Reproduce the listing below word for word, leaving out the pictures.

::: MATERIAL SHOWN :::

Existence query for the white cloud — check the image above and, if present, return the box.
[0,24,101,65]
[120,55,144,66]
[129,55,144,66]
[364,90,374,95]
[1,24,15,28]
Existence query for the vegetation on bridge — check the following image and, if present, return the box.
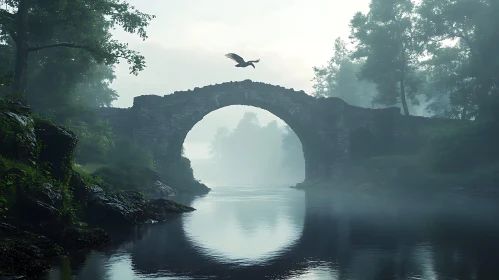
[0,0,499,274]
[302,0,499,195]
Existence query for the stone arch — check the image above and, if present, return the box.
[131,80,336,179]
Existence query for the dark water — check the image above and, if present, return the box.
[48,186,499,280]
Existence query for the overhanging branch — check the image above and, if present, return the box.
[28,42,92,52]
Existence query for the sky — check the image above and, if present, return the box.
[112,0,369,158]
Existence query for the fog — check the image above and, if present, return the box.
[184,106,305,187]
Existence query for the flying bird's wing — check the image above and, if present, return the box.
[225,53,245,63]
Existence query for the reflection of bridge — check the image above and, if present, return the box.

:::

§ **TASK SOLUTION**:
Existence query for the white cloud — check the image above and, if present, return the box.
[0,24,101,65]
[120,55,144,66]
[129,55,144,66]
[364,90,374,95]
[1,24,15,28]
Existence query for the vegetation on bridge — check the following image and, if present, return the box.
[0,0,499,274]
[302,0,499,195]
Existence query for the stone arch — check the image above and, if present, return the box.
[131,80,336,179]
Existence query for the dark water — check the image above and, if present, return the box.
[48,186,499,280]
Existence query for the overhanging branch — check the image above and, if present, return the box.
[28,42,92,52]
Existence query for the sky — check the image above and, if present, return the box.
[112,0,369,158]
Existence query for the fog — check the image above and, if present, return the box.
[184,106,305,187]
Existence query for the flying bird's wing — check the image above and, if present, return the box.
[225,53,245,63]
Existence query for the reflection of bridge — check the image above and, if present, return the box.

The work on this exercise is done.